-- Start of Records to process --
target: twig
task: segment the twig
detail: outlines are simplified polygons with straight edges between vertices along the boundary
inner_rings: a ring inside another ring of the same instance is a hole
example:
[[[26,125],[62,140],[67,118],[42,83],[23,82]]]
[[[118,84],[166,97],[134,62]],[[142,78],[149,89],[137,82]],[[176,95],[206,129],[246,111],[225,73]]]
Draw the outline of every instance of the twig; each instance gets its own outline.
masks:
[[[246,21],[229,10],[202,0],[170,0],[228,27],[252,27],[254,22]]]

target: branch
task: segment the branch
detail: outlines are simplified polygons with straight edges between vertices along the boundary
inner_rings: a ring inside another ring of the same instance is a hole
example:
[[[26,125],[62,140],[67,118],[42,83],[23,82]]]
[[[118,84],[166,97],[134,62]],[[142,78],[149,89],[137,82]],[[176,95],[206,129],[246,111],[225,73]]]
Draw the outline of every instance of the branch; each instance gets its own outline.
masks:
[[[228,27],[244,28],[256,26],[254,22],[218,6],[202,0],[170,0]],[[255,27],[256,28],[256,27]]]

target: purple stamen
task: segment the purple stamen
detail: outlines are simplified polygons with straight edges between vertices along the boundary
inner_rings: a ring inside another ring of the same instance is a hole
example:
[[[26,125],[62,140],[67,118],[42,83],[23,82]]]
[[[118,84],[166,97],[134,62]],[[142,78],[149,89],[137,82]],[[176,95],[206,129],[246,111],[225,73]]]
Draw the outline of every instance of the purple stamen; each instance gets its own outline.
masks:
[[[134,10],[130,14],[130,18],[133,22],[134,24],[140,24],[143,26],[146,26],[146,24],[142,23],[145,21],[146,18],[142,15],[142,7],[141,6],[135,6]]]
-- End of Records to process --
-- Start of Records to process --
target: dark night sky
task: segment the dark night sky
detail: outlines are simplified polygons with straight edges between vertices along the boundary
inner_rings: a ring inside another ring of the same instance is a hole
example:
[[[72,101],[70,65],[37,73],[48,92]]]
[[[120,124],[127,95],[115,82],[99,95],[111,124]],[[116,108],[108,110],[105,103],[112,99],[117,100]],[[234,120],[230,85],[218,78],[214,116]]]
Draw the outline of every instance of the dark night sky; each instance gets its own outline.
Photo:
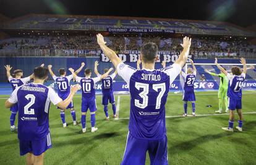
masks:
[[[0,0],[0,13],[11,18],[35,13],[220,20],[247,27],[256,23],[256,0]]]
-- End of Records to process --
-- Start of Records to process --
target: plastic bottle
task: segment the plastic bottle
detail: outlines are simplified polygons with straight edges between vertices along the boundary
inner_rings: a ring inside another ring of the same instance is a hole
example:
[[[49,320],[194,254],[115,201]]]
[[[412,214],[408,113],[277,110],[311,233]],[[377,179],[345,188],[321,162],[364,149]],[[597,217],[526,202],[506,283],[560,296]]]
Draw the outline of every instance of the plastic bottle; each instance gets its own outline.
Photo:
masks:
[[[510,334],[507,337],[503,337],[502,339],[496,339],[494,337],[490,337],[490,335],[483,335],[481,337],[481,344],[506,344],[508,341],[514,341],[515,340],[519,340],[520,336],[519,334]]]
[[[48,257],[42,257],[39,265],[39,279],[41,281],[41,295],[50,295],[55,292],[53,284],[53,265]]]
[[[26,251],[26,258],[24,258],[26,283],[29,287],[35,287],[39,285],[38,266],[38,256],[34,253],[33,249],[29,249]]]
-- End of Records to process --
• **Work to be completed**:
Please return every line of the data above that contains the word "twig".

• **Task solution**:
target: twig
task: segment the twig
Draw the outline of every instance of the twig; each instance gets its own outline.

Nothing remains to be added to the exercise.